→ **INPUT**:

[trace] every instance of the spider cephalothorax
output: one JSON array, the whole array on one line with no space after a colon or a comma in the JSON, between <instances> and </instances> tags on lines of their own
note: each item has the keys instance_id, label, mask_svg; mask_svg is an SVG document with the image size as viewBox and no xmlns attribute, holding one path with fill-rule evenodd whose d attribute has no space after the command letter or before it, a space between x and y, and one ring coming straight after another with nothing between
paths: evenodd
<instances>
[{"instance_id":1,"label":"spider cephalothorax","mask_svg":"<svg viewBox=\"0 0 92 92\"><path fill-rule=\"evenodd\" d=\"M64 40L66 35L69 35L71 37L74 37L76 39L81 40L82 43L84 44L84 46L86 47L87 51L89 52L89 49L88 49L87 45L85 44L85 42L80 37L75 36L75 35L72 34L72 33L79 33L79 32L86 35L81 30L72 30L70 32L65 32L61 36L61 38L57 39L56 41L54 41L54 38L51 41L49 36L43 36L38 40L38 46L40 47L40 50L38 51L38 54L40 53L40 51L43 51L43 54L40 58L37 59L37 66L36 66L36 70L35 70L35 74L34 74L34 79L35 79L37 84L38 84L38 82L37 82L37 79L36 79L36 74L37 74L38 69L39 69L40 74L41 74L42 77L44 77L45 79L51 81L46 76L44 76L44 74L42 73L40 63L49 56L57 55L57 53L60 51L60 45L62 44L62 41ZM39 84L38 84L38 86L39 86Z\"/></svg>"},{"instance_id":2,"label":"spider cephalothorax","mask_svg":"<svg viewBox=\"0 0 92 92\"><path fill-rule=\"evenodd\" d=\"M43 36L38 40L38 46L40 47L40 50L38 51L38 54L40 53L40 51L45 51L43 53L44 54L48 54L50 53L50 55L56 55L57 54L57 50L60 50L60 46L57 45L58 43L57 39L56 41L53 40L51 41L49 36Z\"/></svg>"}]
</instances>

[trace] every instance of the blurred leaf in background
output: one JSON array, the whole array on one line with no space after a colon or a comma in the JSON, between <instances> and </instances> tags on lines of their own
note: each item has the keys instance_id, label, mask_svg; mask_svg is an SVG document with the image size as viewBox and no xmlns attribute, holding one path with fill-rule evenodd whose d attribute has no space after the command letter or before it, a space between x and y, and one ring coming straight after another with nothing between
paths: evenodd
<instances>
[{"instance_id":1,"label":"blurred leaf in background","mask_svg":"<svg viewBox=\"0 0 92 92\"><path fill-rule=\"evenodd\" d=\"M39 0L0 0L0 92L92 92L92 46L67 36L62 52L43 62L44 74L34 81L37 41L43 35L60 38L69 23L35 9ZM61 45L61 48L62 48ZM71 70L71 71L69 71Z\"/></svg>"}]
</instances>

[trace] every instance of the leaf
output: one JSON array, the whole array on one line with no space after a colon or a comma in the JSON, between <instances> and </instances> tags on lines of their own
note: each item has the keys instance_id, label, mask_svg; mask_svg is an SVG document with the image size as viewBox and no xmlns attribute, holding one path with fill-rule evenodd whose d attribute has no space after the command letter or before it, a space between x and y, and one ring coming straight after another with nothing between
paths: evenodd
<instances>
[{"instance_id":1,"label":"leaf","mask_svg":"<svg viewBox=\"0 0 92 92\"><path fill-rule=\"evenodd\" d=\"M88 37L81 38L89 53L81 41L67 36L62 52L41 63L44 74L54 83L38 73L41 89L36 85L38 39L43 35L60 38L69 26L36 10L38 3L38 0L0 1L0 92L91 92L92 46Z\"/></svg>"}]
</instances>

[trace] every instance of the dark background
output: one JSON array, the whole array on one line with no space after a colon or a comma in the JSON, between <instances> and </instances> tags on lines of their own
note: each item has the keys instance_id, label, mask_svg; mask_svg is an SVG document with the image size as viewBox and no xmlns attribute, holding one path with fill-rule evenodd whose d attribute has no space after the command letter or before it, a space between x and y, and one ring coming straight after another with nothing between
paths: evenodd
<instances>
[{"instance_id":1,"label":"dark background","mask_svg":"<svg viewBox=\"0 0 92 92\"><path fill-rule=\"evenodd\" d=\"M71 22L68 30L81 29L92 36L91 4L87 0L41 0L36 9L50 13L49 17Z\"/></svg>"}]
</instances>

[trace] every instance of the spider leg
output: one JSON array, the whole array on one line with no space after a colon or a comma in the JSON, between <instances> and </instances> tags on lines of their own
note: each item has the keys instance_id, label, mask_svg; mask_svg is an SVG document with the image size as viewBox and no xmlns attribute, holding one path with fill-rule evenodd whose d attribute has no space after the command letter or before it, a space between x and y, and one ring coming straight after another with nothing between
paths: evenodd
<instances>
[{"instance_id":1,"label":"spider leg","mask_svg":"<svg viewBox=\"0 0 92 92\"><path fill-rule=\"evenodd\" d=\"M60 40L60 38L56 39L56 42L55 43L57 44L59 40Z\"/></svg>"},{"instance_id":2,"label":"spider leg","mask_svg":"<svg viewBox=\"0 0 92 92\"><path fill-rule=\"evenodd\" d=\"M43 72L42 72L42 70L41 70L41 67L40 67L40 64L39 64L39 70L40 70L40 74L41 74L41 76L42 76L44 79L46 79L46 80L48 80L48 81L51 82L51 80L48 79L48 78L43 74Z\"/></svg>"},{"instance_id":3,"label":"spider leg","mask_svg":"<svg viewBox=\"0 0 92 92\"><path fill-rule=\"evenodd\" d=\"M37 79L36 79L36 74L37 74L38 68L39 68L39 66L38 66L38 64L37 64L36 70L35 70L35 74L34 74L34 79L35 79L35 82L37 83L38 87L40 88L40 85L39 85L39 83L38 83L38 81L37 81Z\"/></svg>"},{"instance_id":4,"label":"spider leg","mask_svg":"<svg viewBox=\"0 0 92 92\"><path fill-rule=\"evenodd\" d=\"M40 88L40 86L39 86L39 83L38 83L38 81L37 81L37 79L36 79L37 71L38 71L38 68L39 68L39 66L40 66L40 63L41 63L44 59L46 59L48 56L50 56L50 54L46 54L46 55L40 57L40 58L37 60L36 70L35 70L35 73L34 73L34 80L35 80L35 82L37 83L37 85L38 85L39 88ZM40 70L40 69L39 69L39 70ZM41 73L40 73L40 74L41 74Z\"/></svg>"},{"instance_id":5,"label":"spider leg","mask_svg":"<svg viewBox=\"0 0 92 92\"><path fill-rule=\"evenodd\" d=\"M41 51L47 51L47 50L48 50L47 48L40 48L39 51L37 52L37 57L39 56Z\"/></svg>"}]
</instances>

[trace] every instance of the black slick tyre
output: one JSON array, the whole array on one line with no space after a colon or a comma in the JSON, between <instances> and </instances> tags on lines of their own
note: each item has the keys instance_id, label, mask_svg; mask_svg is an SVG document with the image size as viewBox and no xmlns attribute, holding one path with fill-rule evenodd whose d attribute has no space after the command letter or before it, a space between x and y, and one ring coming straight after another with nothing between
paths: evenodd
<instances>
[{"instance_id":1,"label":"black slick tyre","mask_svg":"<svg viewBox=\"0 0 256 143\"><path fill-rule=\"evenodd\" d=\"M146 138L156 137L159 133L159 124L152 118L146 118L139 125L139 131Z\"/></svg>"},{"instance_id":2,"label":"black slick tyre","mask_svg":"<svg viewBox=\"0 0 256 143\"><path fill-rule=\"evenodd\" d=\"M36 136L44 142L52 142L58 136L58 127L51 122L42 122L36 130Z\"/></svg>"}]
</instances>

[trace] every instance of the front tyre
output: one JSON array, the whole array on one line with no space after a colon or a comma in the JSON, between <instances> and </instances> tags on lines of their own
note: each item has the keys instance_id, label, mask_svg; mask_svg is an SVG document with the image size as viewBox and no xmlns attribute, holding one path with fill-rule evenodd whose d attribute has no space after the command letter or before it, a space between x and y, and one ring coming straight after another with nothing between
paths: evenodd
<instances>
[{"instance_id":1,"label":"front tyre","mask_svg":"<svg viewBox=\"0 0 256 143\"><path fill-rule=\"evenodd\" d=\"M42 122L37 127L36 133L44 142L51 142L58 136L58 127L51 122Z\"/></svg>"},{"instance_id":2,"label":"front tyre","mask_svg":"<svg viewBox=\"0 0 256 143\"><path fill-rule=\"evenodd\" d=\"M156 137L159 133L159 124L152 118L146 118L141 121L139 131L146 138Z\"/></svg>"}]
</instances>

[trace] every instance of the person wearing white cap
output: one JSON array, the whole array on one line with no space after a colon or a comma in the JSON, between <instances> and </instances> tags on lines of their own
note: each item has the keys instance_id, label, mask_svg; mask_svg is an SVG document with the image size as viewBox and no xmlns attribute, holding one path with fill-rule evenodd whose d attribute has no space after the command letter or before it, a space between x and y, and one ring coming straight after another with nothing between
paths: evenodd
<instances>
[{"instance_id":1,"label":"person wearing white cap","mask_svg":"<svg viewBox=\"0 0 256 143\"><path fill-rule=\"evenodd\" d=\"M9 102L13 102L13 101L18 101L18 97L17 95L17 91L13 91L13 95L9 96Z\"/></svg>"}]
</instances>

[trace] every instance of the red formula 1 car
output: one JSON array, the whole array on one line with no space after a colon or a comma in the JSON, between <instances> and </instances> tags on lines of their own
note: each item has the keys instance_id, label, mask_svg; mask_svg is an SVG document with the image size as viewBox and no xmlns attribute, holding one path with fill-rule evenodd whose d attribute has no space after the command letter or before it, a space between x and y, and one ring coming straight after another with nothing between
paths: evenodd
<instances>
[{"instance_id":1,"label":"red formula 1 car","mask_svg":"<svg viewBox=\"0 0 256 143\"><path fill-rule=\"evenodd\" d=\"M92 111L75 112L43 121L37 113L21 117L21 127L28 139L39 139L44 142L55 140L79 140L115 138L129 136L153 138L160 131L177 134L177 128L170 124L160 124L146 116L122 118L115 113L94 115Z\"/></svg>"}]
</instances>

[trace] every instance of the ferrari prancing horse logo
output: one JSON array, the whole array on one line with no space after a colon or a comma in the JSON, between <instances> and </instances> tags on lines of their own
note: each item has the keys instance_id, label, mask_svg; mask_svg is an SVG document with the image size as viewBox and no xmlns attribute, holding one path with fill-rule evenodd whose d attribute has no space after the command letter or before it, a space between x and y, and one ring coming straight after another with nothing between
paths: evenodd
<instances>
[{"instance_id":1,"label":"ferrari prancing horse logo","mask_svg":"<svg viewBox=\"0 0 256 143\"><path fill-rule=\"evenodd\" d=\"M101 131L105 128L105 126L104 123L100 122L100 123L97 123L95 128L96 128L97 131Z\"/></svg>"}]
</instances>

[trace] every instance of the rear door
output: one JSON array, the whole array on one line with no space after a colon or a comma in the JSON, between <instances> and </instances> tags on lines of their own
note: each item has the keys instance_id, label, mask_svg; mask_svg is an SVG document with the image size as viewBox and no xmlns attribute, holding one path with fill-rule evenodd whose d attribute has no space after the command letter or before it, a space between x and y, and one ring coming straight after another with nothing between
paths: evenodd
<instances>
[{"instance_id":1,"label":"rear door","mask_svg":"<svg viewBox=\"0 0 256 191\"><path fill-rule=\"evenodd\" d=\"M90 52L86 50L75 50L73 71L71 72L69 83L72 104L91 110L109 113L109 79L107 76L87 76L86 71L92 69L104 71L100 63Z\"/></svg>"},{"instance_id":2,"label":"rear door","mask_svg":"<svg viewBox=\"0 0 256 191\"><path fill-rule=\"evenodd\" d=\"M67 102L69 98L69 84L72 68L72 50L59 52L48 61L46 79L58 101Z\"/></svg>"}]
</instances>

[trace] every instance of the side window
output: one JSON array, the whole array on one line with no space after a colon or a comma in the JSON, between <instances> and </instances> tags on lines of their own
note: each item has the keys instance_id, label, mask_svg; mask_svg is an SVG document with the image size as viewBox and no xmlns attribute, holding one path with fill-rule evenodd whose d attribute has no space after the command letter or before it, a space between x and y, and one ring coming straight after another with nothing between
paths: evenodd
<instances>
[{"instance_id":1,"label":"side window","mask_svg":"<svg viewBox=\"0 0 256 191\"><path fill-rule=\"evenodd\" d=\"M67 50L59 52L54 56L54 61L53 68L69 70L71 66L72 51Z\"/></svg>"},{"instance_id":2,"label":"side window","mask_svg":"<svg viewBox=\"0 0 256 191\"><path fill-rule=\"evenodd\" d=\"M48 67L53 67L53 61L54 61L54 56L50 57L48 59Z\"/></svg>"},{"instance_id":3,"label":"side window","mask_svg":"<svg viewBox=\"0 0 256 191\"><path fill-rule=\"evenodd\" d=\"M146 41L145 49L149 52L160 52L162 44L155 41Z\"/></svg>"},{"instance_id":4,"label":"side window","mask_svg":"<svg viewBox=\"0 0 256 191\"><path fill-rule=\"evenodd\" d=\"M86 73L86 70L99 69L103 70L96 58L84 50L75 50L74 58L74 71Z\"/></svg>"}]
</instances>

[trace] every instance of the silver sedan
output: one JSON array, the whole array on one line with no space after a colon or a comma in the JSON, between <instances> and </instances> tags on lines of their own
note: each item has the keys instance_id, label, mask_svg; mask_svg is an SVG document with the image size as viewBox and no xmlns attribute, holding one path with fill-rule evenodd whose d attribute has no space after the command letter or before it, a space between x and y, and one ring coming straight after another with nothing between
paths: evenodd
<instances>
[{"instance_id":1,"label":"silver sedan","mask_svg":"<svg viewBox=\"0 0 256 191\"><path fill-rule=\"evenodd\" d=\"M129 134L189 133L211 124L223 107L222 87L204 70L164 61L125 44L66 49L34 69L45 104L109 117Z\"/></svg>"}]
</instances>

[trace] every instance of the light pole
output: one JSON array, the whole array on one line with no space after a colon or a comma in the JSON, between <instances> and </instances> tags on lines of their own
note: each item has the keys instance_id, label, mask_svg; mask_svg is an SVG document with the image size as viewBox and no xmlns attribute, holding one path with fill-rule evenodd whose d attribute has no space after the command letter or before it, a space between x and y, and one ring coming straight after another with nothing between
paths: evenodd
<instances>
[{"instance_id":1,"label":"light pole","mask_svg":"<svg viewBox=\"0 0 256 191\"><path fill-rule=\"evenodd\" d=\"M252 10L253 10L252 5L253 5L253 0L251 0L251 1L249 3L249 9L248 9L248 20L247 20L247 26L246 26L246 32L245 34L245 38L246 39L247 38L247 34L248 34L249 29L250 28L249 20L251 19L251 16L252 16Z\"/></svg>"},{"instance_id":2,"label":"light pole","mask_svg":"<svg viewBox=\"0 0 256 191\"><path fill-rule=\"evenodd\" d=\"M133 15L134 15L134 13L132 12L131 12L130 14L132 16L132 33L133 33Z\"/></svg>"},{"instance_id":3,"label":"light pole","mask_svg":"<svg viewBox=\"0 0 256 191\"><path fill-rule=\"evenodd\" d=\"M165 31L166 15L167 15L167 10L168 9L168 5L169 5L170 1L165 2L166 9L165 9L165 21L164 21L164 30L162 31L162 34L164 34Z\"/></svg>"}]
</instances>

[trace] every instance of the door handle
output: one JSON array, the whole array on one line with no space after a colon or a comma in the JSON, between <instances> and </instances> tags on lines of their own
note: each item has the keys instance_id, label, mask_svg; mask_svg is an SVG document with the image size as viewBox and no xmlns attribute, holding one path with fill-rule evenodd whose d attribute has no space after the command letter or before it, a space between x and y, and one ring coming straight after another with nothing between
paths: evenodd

→ **GOAL OF THE EXERCISE**:
Which lines in the rows above contain the string "person"? Select each of them and copy it out.

→ **EXPECTED OUTPUT**:
[trace] every instance of the person wearing white cap
[{"instance_id":1,"label":"person wearing white cap","mask_svg":"<svg viewBox=\"0 0 256 143\"><path fill-rule=\"evenodd\" d=\"M9 102L13 102L13 101L18 101L18 97L17 95L17 91L13 91L13 95L9 96Z\"/></svg>"}]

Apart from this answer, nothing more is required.